_What you will do_: Retype each line of the material exactly, please, skipping any picture in it.

_Provided data_:
(begin)
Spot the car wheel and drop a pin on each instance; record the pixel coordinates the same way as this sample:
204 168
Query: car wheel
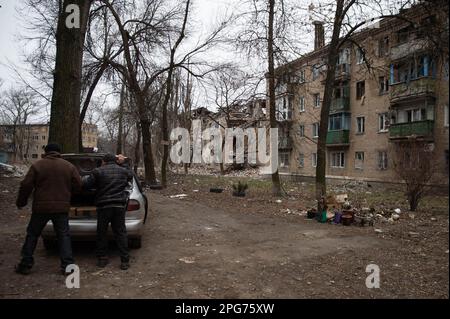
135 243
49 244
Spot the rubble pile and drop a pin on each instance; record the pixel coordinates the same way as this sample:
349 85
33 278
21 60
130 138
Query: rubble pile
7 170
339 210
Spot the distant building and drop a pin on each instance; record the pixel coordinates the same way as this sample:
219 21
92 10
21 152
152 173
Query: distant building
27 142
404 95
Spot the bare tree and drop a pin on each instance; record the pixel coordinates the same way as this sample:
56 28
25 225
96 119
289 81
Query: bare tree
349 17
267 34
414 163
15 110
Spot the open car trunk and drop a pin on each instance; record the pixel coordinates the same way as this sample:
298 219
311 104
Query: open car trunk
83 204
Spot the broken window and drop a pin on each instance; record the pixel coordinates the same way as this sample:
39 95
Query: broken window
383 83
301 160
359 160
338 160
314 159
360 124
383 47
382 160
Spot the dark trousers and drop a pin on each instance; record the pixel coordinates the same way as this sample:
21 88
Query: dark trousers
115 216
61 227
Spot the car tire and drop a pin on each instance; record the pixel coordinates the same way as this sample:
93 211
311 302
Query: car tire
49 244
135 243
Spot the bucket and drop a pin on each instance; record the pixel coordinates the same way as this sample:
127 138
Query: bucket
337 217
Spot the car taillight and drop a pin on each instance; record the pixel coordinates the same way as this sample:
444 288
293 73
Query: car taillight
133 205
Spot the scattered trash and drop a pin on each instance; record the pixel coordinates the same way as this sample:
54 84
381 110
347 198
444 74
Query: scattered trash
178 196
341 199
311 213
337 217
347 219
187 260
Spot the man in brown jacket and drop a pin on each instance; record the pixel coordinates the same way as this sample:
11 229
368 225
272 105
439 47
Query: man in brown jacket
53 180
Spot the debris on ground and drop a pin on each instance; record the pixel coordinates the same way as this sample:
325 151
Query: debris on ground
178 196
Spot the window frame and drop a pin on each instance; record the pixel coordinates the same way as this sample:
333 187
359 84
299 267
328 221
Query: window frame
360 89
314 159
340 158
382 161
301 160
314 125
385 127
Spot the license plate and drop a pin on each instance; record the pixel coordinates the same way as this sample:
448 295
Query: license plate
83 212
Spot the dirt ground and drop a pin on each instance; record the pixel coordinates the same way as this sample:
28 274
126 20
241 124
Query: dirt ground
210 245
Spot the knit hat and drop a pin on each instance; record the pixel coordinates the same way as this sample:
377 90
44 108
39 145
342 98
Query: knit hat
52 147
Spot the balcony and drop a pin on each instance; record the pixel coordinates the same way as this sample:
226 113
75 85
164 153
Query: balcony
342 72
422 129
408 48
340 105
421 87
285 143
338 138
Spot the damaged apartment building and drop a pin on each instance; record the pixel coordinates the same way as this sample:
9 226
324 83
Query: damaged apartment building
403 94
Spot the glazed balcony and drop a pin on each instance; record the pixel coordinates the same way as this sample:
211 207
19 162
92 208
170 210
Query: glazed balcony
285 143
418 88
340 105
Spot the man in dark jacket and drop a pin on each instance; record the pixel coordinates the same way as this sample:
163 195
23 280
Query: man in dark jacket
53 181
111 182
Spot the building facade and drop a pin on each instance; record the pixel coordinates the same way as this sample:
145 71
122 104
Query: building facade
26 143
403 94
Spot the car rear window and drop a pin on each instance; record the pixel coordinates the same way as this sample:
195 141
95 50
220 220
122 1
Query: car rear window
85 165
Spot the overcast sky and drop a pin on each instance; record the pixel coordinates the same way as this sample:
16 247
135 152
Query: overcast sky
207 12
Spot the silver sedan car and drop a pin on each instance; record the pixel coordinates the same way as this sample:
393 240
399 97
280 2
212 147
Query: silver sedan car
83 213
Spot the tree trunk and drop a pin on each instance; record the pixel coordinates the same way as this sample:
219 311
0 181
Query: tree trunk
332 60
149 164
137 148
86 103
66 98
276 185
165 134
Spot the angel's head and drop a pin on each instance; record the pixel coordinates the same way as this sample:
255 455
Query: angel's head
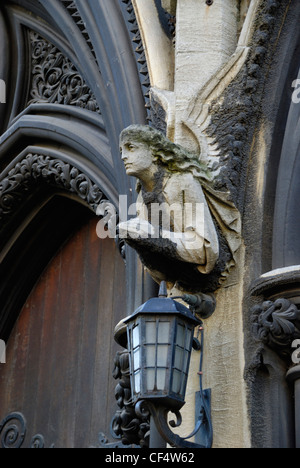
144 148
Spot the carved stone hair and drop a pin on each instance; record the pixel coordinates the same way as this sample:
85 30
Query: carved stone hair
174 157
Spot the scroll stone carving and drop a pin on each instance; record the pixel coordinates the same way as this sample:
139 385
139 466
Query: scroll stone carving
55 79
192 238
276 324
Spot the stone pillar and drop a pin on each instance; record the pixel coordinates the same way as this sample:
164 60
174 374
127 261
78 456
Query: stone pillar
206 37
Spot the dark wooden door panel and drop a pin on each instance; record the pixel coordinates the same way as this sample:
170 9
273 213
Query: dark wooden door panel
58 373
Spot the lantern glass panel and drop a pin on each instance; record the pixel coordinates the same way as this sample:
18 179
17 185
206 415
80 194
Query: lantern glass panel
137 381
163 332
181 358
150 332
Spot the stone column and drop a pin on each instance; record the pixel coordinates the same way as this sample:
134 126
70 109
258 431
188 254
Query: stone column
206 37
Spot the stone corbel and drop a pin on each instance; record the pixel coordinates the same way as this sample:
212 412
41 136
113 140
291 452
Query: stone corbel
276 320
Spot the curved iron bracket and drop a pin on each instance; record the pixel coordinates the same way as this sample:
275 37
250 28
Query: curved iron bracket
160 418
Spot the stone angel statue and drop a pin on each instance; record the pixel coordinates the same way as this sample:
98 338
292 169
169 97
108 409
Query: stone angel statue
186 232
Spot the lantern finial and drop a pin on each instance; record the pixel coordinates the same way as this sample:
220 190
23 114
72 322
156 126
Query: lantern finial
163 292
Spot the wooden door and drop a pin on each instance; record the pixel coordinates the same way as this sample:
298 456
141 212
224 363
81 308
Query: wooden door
(end)
_Result of this exercise_:
Spot the car wheel and drop a pin on each instance; record the pixel coordinates the same way as this sample:
204 168
Query: car wheel
135 243
49 244
Spot the rubble pile and drop a pin on each instance; record the pixel coordinates the same way as this sample:
349 85
33 278
21 60
130 138
Query: rubble pile
7 170
339 210
Spot the distant building and drop a pin on each instance; record the pixel coordinates the same way as this sample:
219 21
92 10
21 152
152 173
Query: distant building
27 142
404 95
Spot the bare tree and drop a pin on each instance; record the pixel coordinates the same way as this sample:
56 28
25 225
96 119
289 81
Query: bare tree
349 17
267 34
414 163
15 110
Spot the open car trunk and drop a pin on each instance; record the pixel coordinates the same way as this sample:
298 219
311 104
Query: open car trunk
83 204
Spot the broken window and drop a pin on each instance; record the pixel coordinates the same way as this sample:
39 95
Query: broken window
383 83
301 160
359 160
338 160
314 159
360 124
383 47
382 160
Spot the dark trousers and drop a pin on each instance; record the pixel coordinates the same way as this sample:
21 88
Query: dark trousers
115 216
61 227
Spot the car tire and drop a pin on each instance; record the pixel coordinates the same way as this sample:
93 211
311 302
Query: car tire
49 244
135 243
Spot the bucket and drop a pin on each instance; record the pixel coordinates the same way as this sample:
127 138
Query: bucket
337 217
Spot the car taillight and drop a pin on each instance; record the pixel coordinates the same way as this sample:
444 288
293 73
Query: car taillight
133 205
Spot the scattered trash and drop a pin on each instance; record the pixel coordinates the same way as this sample:
54 84
381 110
347 198
444 74
Query: scattered trash
178 196
341 199
311 213
337 217
347 219
187 260
Spot the man in brown jacket and drop a pin on each instance; record the pixel coordinates the same way as this sample:
11 229
368 225
272 105
439 47
Query: man in brown jacket
53 180
Spot the debris on ground and drop a pin on each instance; record the pixel coordinates the same way as this sample:
325 151
Query: debris on ground
178 196
Spot the window frame and drop a pin on each instance; record the pixel coordinates the same way as this sample:
333 187
359 84
299 267
328 221
Query: window frame
360 89
314 159
340 158
382 161
301 160
314 125
385 127
Spot the license plate and drop a pin on each instance; record the pixel coordinates the same way as this sample:
448 295
Query: license plate
83 212
Spot the dirt ground and drop a pin on each instance; record the pixel coordinates the same way as this sample:
28 274
126 20
241 124
Query: dirt ground
210 245
Spot the knit hat and drop a pin on each instance; record the pixel coordinates the same way as this sample:
377 90
44 108
39 145
342 98
Query: knit hat
52 147
Spot the balcony and drop a pin on each instance; record the pixel coordinates the same way as this sample:
226 113
75 85
164 153
Query: balcony
342 72
422 129
408 48
340 105
421 87
285 143
338 138
Spot the damaged apartment building and drop a pin on each instance; record the pixel coordinates the same way as this sample:
9 226
324 83
Query: damaged apartment building
403 94
Spot the glazed balcony and drop a pin on each instance; record the pixel coordinates the same way as this sample:
211 207
19 162
92 208
170 210
Query: glazed balcony
285 143
418 88
340 105
Spot the man in dark jacket and drop a pin on each instance; record the pixel coordinates the same way as this sample:
163 195
23 280
Query: man in dark jacket
53 181
111 182
Spot the building facade and drop a pin on each instance; record the pixel coordinates the same way as this sample:
145 71
122 104
Query: building facade
26 143
403 94
Spot the car rear window and drop a pin on each instance; record the pixel coordinates the same way as this sample:
195 141
95 50
220 220
122 1
Query: car rear window
85 165
Spot the overcast sky and drop a pin on each instance; record the pixel coordinates the same way as this sample:
16 247
135 152
Query: overcast sky
207 12
Spot the silver sedan car and drop a pin on each instance; record the pixel coordinates the same way as this sample:
393 240
399 97
280 2
212 147
Query: silver sedan car
83 213
Spot the tree trunk and drop a pin on each instance; record the pixel coordinates the same way as this sample:
219 311
0 181
Query: tree trunk
332 60
149 164
137 148
86 103
66 98
276 185
165 134
Spot the angel's head and drop a pin on each instance; record the pixel coordinates the same way as this sample:
255 455
Query: angel's head
144 148
Spot the carved stone hair and drop a pin on each instance; record the pixel coordinates the same way as this sample:
85 30
Query: carved stone hair
174 157
Spot the scroll stone carving and drop a pin on each instance; record the pixel coordinates the same way as this sample:
139 385
139 466
Query: scroll stone carving
55 79
192 238
276 324
Spot the stone pillar and drop a pin on each instance; record the pixel coordinates the same way as this sample:
164 60
174 374
127 261
78 456
Query: stone pillar
206 37
Spot the dark wooden door panel and drop a pin on each instance; record the pixel coordinates the same way as this sample:
170 9
273 213
Query: dark wooden door panel
58 373
Spot the lantern glass panel and drop a pin on each instance; record the pixel coordinates the same way as this sample:
18 179
17 185
206 415
80 194
Query: lantern glass panel
137 381
163 332
181 358
150 332
Spot the stone column and drop a pin on each instance; record the pixel coordinates the same way as this sample:
134 126
70 109
258 431
188 254
Query: stone column
206 37
Spot the stone corbel and drop a pin on each instance; record the pixel coordinates the same way as this sample:
212 412
41 136
113 140
291 452
Query: stone corbel
276 320
Spot the curved iron bracket and drop a pin on each instance; record the pixel coordinates the same way as this sample:
275 37
250 28
Query: curved iron bracket
160 418
Spot the stone angel statue and drop a pin on each instance; record the pixel coordinates the same way as this sample:
98 338
292 169
169 97
108 409
Query: stone angel statue
186 232
Spot the lantern finial and drop a pin on each instance; record the pixel coordinates the same way as this sample:
220 190
23 114
72 322
156 126
Query: lantern finial
163 292
Spot the wooden door and drop a pin on each instance; record the pixel coordinates the same way as this sample:
298 456
141 212
224 363
81 308
Query: wooden door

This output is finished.